Coordinate annotation rows
>>>

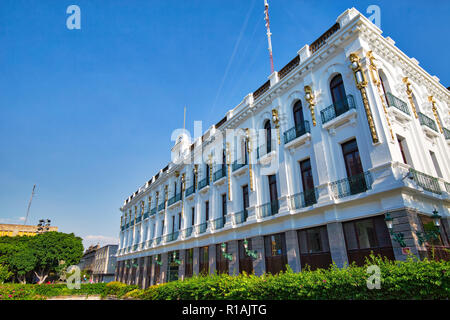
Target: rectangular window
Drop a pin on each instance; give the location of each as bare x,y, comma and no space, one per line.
224,205
314,247
402,145
245,197
436,164
367,235
275,249
308,182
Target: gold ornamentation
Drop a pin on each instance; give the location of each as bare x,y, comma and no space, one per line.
409,93
196,176
229,169
276,121
361,84
433,107
376,81
249,150
309,96
210,166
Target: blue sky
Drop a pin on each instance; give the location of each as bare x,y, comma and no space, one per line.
87,114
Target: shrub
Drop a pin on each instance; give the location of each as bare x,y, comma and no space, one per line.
117,289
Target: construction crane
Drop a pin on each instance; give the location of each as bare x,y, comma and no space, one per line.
29,204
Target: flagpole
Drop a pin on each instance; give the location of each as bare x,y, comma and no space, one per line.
269,40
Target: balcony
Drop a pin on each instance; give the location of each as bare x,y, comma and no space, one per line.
174,199
237,164
338,108
241,216
189,191
427,182
352,185
296,136
187,232
219,223
201,228
397,103
203,183
446,133
269,209
428,125
171,236
219,174
304,199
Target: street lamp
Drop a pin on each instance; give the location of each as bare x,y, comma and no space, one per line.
436,218
174,258
397,236
224,252
251,253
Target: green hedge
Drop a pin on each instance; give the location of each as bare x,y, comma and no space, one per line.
411,279
399,280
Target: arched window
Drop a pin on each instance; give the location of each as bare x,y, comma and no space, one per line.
298,114
268,129
338,94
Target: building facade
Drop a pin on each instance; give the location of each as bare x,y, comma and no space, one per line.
104,265
13,230
306,170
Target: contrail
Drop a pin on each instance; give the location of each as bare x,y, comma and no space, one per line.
232,56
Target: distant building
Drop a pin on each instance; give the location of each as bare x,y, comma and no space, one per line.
105,263
88,259
12,230
342,152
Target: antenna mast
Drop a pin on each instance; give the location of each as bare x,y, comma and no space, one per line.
29,204
266,12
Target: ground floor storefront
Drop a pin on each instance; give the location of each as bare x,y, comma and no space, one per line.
315,247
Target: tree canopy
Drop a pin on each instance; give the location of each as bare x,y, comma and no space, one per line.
40,255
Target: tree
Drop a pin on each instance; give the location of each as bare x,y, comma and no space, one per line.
54,251
22,263
5,274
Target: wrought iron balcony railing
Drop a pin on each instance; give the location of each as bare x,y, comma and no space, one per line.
446,133
201,228
424,120
189,191
427,182
171,236
237,164
269,209
219,222
222,172
203,183
393,101
187,232
304,199
174,199
241,216
352,185
337,108
296,132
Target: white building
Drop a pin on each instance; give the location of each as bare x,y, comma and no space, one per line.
104,266
357,132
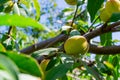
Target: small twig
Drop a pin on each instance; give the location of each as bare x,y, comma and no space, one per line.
107,50
74,15
91,26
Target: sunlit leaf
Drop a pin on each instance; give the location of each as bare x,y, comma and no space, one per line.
21,21
58,71
93,6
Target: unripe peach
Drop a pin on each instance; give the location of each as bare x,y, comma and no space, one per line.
76,45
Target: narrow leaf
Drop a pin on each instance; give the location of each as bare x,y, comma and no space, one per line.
21,21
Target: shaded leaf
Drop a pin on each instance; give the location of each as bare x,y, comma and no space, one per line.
109,65
26,63
21,21
37,8
92,71
2,48
46,51
52,63
115,17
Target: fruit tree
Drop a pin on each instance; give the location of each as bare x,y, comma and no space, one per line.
59,39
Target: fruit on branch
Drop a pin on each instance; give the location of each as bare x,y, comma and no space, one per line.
71,2
76,45
43,66
111,6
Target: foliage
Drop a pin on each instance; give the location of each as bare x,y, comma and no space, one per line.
23,22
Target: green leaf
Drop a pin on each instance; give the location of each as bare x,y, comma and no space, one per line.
37,7
93,6
115,17
21,21
52,63
46,51
3,1
9,66
58,71
26,63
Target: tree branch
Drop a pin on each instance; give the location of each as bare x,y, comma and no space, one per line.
101,30
107,50
93,49
44,44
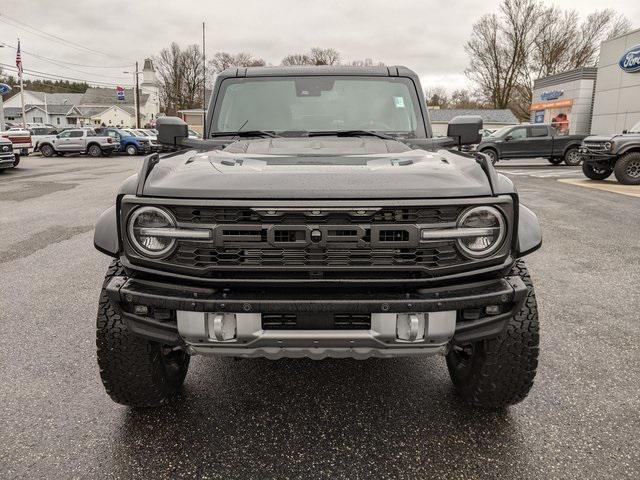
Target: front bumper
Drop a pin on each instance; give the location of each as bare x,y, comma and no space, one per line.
7,161
179,315
592,156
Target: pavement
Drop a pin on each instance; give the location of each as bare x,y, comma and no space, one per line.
395,418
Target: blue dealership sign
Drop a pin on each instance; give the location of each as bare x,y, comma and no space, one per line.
630,61
552,95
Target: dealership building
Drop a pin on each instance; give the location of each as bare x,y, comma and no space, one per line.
598,100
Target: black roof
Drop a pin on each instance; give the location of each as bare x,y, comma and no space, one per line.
378,71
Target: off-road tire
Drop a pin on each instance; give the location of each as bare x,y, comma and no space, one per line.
492,154
134,371
593,172
499,372
572,157
47,151
94,151
627,169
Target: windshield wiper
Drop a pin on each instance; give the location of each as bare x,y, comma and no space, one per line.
247,133
350,133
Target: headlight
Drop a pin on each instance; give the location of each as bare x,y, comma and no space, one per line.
481,231
142,223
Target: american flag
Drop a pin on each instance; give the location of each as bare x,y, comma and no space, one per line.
19,60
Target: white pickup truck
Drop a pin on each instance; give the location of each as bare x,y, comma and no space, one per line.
20,138
77,140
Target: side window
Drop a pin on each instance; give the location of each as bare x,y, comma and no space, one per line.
518,133
537,132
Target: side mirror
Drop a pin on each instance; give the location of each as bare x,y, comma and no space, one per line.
465,129
172,130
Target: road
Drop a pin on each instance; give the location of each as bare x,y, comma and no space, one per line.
304,419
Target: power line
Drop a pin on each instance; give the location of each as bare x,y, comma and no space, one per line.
49,36
51,76
62,66
57,61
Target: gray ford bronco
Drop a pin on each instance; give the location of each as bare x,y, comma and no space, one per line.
603,155
318,217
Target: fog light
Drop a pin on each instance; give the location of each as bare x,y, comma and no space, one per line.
222,326
410,326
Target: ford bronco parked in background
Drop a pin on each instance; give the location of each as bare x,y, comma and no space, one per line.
532,141
619,154
317,218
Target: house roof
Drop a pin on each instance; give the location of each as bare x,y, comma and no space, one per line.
108,97
445,115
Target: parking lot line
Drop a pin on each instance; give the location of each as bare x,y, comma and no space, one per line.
606,185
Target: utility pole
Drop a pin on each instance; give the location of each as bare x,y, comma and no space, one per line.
19,67
137,99
204,87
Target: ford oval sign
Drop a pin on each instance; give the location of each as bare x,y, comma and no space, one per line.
630,61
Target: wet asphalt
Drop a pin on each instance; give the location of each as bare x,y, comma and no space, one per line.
313,419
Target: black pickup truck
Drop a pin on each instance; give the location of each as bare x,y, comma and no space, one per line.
318,217
530,141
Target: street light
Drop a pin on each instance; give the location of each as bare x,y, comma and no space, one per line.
136,94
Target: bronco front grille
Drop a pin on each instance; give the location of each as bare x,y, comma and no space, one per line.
291,243
198,256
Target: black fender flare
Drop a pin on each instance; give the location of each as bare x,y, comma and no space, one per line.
529,232
575,144
628,149
105,236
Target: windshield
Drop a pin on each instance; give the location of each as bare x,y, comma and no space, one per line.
319,104
501,132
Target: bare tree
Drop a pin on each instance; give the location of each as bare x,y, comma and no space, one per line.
564,43
317,56
180,76
528,40
296,60
464,99
169,69
437,97
500,48
223,60
324,56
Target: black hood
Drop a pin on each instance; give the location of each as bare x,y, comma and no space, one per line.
317,167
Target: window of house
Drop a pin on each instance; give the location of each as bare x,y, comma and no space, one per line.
518,133
538,132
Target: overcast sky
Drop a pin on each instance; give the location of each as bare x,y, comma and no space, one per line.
425,35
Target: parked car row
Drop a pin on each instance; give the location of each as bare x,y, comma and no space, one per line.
97,142
8,158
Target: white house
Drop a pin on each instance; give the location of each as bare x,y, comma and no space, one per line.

<<<

The problem: Rewrite every row above as a JSON list of strings with one string per line, skipping blank lines and leaving out the pictures.

Solution to the exercise:
[
  "Target: rectangular window",
  "Drop a pin on each instance; give the location of each as bare x,y, comma and no space, one per line.",
  "224,205",
  "314,247",
  "402,145",
  "245,197",
  "436,164",
  "367,235",
  "275,249",
  "308,182",
  "Target: gold ornamentation",
  "Drop a pin on each instance; give the location of each as bare x,y, comma and no space, one per line.",
  "409,93",
  "196,176",
  "229,169",
  "276,121",
  "361,84",
  "433,107",
  "376,81",
  "249,150",
  "309,96",
  "210,166",
  "Target: blue sky",
  "Drop a pin on each instance; give the location of each as bare x,y, comma and no space, one per line.",
  "87,114",
  "Target: shrub",
  "Drop a pin on each instance; give the location of each as bare x,y, comma and no space, one per line.",
  "117,289",
  "Target: construction crane",
  "Drop a pin on each instance; give the location of each as bare x,y, comma and no space, one per line.",
  "29,204",
  "Target: flagpole",
  "Drop a pin on each instance; give the location of each as bare x,y, comma and no space, one per line.",
  "269,40",
  "Target: balcony",
  "Drop a pin on each instance; give the location of each as bare x,y, comma and no space, one per line.",
  "174,199",
  "237,164",
  "338,108",
  "241,216",
  "189,191",
  "427,182",
  "352,185",
  "296,136",
  "187,232",
  "219,223",
  "201,228",
  "397,103",
  "203,183",
  "446,133",
  "269,209",
  "428,125",
  "171,236",
  "219,174",
  "304,199",
  "Target: street lamp",
  "Drop a pin on each instance; give the location of each as bare x,y, comma and no space, one per line.",
  "436,218",
  "174,258",
  "397,236",
  "224,252",
  "251,253",
  "Target: green hedge",
  "Drop a pin on each instance; give the location of each as bare x,y, comma and no space, one per line.",
  "411,279",
  "399,280",
  "Target: arched window",
  "Drop a pin on each instance; give the location of each as bare x,y, comma and no space, one per line.",
  "298,114",
  "268,129",
  "338,94",
  "Target: building facade",
  "Drop a pin on each instance; give the location of each as bare x,y, comma and no space, one per line.",
  "104,265",
  "13,230",
  "306,170",
  "Target: contrail",
  "Drop a pin on each instance; give the location of each as bare x,y, comma and no space, one per line.",
  "232,56",
  "Target: distant building",
  "Drop a pin on each instance; give the location of each as bare x,y, comma and no space, one per line.",
  "105,263",
  "88,259",
  "12,230",
  "342,152",
  "Target: antenna mast",
  "Drop a pin on each instance; give the location of each as bare x,y, comma and no space, one per line.",
  "29,204",
  "266,12",
  "Target: ground floor storefront",
  "Drop a pin on each instance; give the location of each as bare x,y, comma and no space, one per line.",
  "315,247",
  "Target: tree canopy",
  "Drop a pin on each instance; give the location of each as bare x,y, comma and no space, one per line.",
  "40,255",
  "Target: tree",
  "Drop a pin on each instance; give the location of each as bare x,y, comma and no space, one per line.",
  "54,251",
  "22,263",
  "5,274",
  "Target: wrought iron balcony railing",
  "Drop a pin on each instance; give the location of each as bare x,y, comma and no space, one per line.",
  "446,133",
  "201,228",
  "424,120",
  "189,191",
  "427,182",
  "171,236",
  "237,164",
  "269,209",
  "219,222",
  "222,172",
  "203,183",
  "393,101",
  "187,232",
  "304,199",
  "174,199",
  "241,216",
  "352,185",
  "337,108",
  "296,132",
  "Target: white building",
  "Drop a pin on each instance; give the location of each as bare x,y, comma and no space, one per line.",
  "104,266",
  "357,132",
  "Target: small twig",
  "Drop a pin on each instance; give the location of each as bare x,y, comma and no space, one per line.",
  "107,50",
  "74,15",
  "91,26",
  "Target: sunlit leaf",
  "Drop a pin on each instance; give the location of each as bare x,y, comma and no space, one per line.",
  "21,21",
  "58,71",
  "93,6",
  "Target: unripe peach",
  "Drop a pin on each instance; give the location of each as bare x,y, comma and no space, one per line.",
  "76,45",
  "Target: narrow leaf",
  "Drop a pin on each instance; give the location of each as bare x,y, comma and no space, one per line.",
  "21,21",
  "Target: shaded leaf",
  "Drop a pin on each instance; give the location of each as bare x,y, comma and no space, one per line.",
  "109,65",
  "26,63",
  "21,21",
  "37,8",
  "92,71",
  "2,48",
  "46,51",
  "52,63",
  "115,17",
  "Target: fruit tree",
  "Drop a pin on each instance; give the location of each as bare x,y, comma and no space, one per line.",
  "59,39",
  "Target: fruit on branch",
  "Drop a pin on each instance; give the location of each as bare x,y, comma and no space, one per line.",
  "71,2",
  "76,45",
  "43,66",
  "111,6",
  "Target: foliage",
  "Drop a pin on each instance; give the location of each as bare x,y, comma and no space, one per line.",
  "23,22",
  "Target: green leaf",
  "Drop a pin on each instance; give the location of each as bare x,y, comma and no space, one per line.",
  "37,7",
  "93,6",
  "115,17",
  "21,21",
  "52,63",
  "46,51",
  "3,1",
  "9,66",
  "58,71",
  "26,63",
  "Target: tree branch",
  "Drop a pin on each instance; give the location of each as bare x,y, comma and no space, one per line.",
  "101,30",
  "107,50",
  "93,49",
  "44,44",
  "Target: front bumper",
  "Drop a pin on each instance; give the location of each as bare x,y, comma and no space, one per line.",
  "7,161",
  "179,315",
  "592,156",
  "Target: pavement",
  "Drop a pin on each instance; give the location of each as bare x,y, comma and no space, one per line.",
  "395,418",
  "Target: blue dealership sign",
  "Drop a pin on each instance; give the location of each as bare x,y, comma and no space, one per line.",
  "630,61",
  "552,95",
  "Target: dealership building",
  "Drop a pin on each instance; give the location of each as bare x,y, comma and no space, one per line.",
  "598,100",
  "Target: black roof",
  "Drop a pin on each instance; give the location of each as bare x,y, comma and no space, one per line.",
  "378,71",
  "Target: off-road tire",
  "Drop a pin on each instance; give the location of each as bare x,y, comma and no space, one per line.",
  "492,154",
  "134,371",
  "593,172",
  "499,372",
  "572,157",
  "47,151",
  "94,151",
  "627,169",
  "Target: windshield wiper",
  "Drop a pin on each instance; give the location of each as bare x,y, comma and no space, one per line.",
  "247,133",
  "350,133",
  "Target: headlight",
  "Drop a pin on each instance; give the location of each as bare x,y, comma and no space, one per line.",
  "481,231",
  "142,223",
  "Target: american flag",
  "Drop a pin on each instance; give the location of each as bare x,y, comma and no space, one per line.",
  "19,60",
  "Target: white pickup truck",
  "Drop a pin on each instance; give the location of each as bare x,y, comma and no space, one per line.",
  "20,138",
  "77,140",
  "Target: side window",
  "Drop a pin on each instance; give the location of each as bare x,y, comma and no space, one per line.",
  "518,133",
  "537,132",
  "Target: side mirror",
  "Drop a pin on each instance; give the location of each as bare x,y, comma and no space, one per line.",
  "465,129",
  "172,130",
  "Target: road",
  "Drop a pin on each instance; give the location of each as bare x,y, comma and no space, one per line.",
  "304,419",
  "Target: power line",
  "Drop a pin on each instance; give the location of each as bare x,y, comma and no space, one per line.",
  "49,36",
  "51,76",
  "62,66",
  "57,61",
  "Target: gray ford bronco",
  "Drop a pin on each instance; give the location of each as bare x,y, comma and no space, one per line.",
  "603,155",
  "318,217",
  "Target: fog light",
  "Drop a pin on each instance; give the location of each as bare x,y, comma and no space, one per line.",
  "222,326",
  "410,326",
  "Target: ford bronco parked in background",
  "Drop a pin on each instance; give the location of each as bare x,y, comma and no space, one per line.",
  "532,141",
  "619,154",
  "317,218",
  "Target: house roof",
  "Drop a pin on each instance; give the location of each as bare x,y, comma and no space, one per line.",
  "108,97",
  "445,115",
  "Target: parking lot line",
  "Drop a pin on each instance; give the location of each as bare x,y, comma and no space, one per line.",
  "606,185",
  "Target: utility pole",
  "Drop a pin on each instance; give the location of each as bare x,y, comma and no space, one per line.",
  "19,67",
  "137,99",
  "204,87",
  "Target: ford oval sign",
  "Drop a pin on each instance; give the location of each as bare x,y, comma and no space, one per line.",
  "630,61",
  "Target: wet asphalt",
  "Drop a pin on each instance; give the location of each as bare x,y, comma and no space, one per line.",
  "313,419",
  "Target: black pickup truck",
  "Drop a pin on each instance; give the location of each as bare x,y, comma and no space, one per line.",
  "318,217",
  "530,141",
  "Target: street light",
  "Drop a pin on each instance; give the location of each as bare x,y, comma and no space, one per line.",
  "136,94",
  "Target: bronco front grille",
  "Drop a pin on each instance; give the location of each as bare x,y, comma and no space, one per line.",
  "291,243",
  "198,256",
  "Target: black fender flare",
  "Drop a pin on each instance; give the location of each as bare x,y, comma and no space, one per line.",
  "529,232",
  "575,144",
  "628,149",
  "105,236",
  "Target: windshield",
  "Drop a pin on each instance; give the location of each as bare x,y, comma and no space, one per line.",
  "319,104",
  "501,132",
  "Target: bare tree",
  "Drop a pin on each instance; give the location of each as bare x,y, comma and no space, one per line.",
  "564,43",
  "317,56",
  "180,76",
  "528,40",
  "296,60",
  "464,99",
  "169,69",
  "437,97",
  "500,48",
  "223,60",
  "324,56",
  "Target: black hood",
  "Drop a pin on each instance; give the location of each as bare x,y, comma and no space, one per line.",
  "317,167",
  "Target: window of house",
  "Drop a pin on each instance; give the location of each as bare x,y, comma and no space, one per line.",
  "518,133",
  "538,132",
  "Target: overcast sky",
  "Drop a pin on each instance; give the location of each as bare x,y, comma and no space, one per line.",
  "425,35",
  "Target: parked car row",
  "Drop a pin on each instance; give the location of each as bare x,y, comma and no space, one per line.",
  "97,142",
  "8,158",
  "Target: white house",
  "Drop a pin on each instance; give the location of each as bare x,y, comma and no space, one per line."
]